* Passage provided:

Design Decisions

This page records public architecture decisions that affect the pccx documentation line. It is a decision log, not an implementation-status or performance-evidence page.

v002.1 Datapath Decisions

Source: pccxai/pccx-FPGA-NPU-LLM-kv260#80.

kv260#80 resolves three defaults for follow-on v002.1 RTL, testbench, software, and synthesis work. The upstream PR is docs-only: it does not change datapath behavior, timing constraints, utilization evidence, or measured throughput.

Activation Quantization

Decision: use e_max / block-floating-point power-of-two activation scaling as the v002.1 default. The parameter handle is ACT_SCALE_POLICY, with the default mode ACT_SCALE_EMAX_BFP.

Rationale: the current preprocess direction already has an exponent scan path, so this default gives the BF16-to-INT8 conversion a small, deterministic first target. True symmetric INT8 and driver-provided scale tables remain useful reviewed modes, but they require extra policy and hardware/software interface work before they should become the default.

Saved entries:
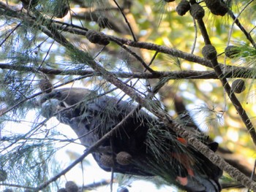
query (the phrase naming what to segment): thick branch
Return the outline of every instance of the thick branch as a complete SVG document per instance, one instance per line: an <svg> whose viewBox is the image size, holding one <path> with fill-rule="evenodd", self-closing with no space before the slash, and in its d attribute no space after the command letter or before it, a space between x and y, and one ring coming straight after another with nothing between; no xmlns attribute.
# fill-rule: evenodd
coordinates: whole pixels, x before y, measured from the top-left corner
<svg viewBox="0 0 256 192"><path fill-rule="evenodd" d="M203 19L197 20L198 25L200 26L200 28L201 30L201 33L203 34L203 37L205 39L206 44L211 44L211 41L209 39L206 28L205 27ZM210 61L210 60L209 60ZM244 125L246 126L249 133L251 135L253 142L256 145L256 131L255 128L253 126L253 124L250 119L249 118L246 112L244 110L242 105L241 104L239 100L236 96L236 94L233 91L231 91L231 87L229 85L227 78L225 78L225 74L222 72L221 67L219 66L217 61L217 58L214 57L214 58L211 59L211 62L212 64L214 71L218 76L219 80L222 82L222 86L225 88L225 91L227 93L231 102L235 107L236 111L238 112L241 118L242 119Z"/></svg>

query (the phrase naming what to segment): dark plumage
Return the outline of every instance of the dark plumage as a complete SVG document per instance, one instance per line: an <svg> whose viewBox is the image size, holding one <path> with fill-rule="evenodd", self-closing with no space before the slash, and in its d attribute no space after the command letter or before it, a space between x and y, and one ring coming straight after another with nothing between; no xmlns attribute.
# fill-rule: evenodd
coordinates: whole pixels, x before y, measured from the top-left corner
<svg viewBox="0 0 256 192"><path fill-rule="evenodd" d="M42 115L56 115L86 147L98 141L135 107L84 88L53 90L42 97L41 104ZM215 150L216 145L208 146ZM115 172L157 175L187 191L221 191L218 179L222 171L143 110L129 118L93 155L108 172L113 166Z"/></svg>

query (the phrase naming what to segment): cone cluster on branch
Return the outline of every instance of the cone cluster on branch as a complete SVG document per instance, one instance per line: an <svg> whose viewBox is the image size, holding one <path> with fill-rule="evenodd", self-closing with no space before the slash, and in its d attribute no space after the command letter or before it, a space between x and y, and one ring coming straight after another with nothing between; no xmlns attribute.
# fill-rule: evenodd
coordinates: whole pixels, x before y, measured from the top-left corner
<svg viewBox="0 0 256 192"><path fill-rule="evenodd" d="M99 96L85 88L45 93L42 115L55 115L69 126L83 145L93 145L135 106L117 98ZM140 176L159 176L189 191L220 191L222 171L156 118L140 110L115 129L92 153L104 170ZM217 143L206 143L215 151Z"/></svg>

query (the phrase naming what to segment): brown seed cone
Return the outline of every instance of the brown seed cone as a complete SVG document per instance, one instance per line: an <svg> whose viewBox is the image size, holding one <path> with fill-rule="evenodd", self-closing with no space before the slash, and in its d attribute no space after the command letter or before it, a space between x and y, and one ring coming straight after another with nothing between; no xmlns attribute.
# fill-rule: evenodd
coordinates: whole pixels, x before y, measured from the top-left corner
<svg viewBox="0 0 256 192"><path fill-rule="evenodd" d="M78 192L78 186L73 181L68 181L65 184L67 192Z"/></svg>
<svg viewBox="0 0 256 192"><path fill-rule="evenodd" d="M176 12L181 16L184 15L190 9L190 4L187 0L181 0L176 7Z"/></svg>
<svg viewBox="0 0 256 192"><path fill-rule="evenodd" d="M69 11L69 7L68 4L63 4L60 5L61 7L56 7L56 10L55 12L55 16L57 18L63 18L64 17L65 17L67 13Z"/></svg>
<svg viewBox="0 0 256 192"><path fill-rule="evenodd" d="M105 36L102 33L94 30L88 30L86 38L92 43L97 43L102 45L107 45L110 43L108 37Z"/></svg>
<svg viewBox="0 0 256 192"><path fill-rule="evenodd" d="M105 28L106 26L109 26L108 18L104 16L99 16L97 23L100 28Z"/></svg>
<svg viewBox="0 0 256 192"><path fill-rule="evenodd" d="M53 89L53 85L47 78L40 80L38 86L41 89L42 92L47 93L51 92Z"/></svg>
<svg viewBox="0 0 256 192"><path fill-rule="evenodd" d="M217 52L211 45L206 45L202 50L203 55L206 59L214 59L217 56Z"/></svg>
<svg viewBox="0 0 256 192"><path fill-rule="evenodd" d="M132 155L127 152L121 151L116 155L116 161L121 165L128 165L132 160Z"/></svg>
<svg viewBox="0 0 256 192"><path fill-rule="evenodd" d="M233 45L227 46L225 49L225 55L230 58L235 58L239 53L239 48Z"/></svg>
<svg viewBox="0 0 256 192"><path fill-rule="evenodd" d="M244 80L236 80L232 82L231 90L236 93L242 93L246 88Z"/></svg>
<svg viewBox="0 0 256 192"><path fill-rule="evenodd" d="M102 163L102 165L107 167L113 167L114 166L114 164L115 164L113 157L111 155L101 155L100 162Z"/></svg>
<svg viewBox="0 0 256 192"><path fill-rule="evenodd" d="M190 7L190 14L194 19L203 19L205 15L205 10L199 4L193 4Z"/></svg>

* Required work:
1. What is the default mode for the ACT_SCALE_POLICY parameter handle on the design decisions page?
2. According to the design decisions page, what things does the upstream PR leave unchanged? List them all.
3. Please duplicate a section of the design decisions page. Begin at the words "Design Decisions" and stop after "Source: pccxai/pccx-FPGA-NPU-LLM-kv260#80.".
The records have no connection to the design decisions page.

* Set of answers:
1. ACT_SCALE_EMAX_BFP

2.
- Datapath behavior
- Timing constraints
- Utilization evidence
- Measured throughput

3.
Design Decisions

This page records public architecture decisions that affect the pccx documentation line. It is a decision log, not an implementation-status or performance-evidence page.

v002.1 Datapath Decisions

Source: pccxai/pccx-FPGA-NPU-LLM-kv260#80.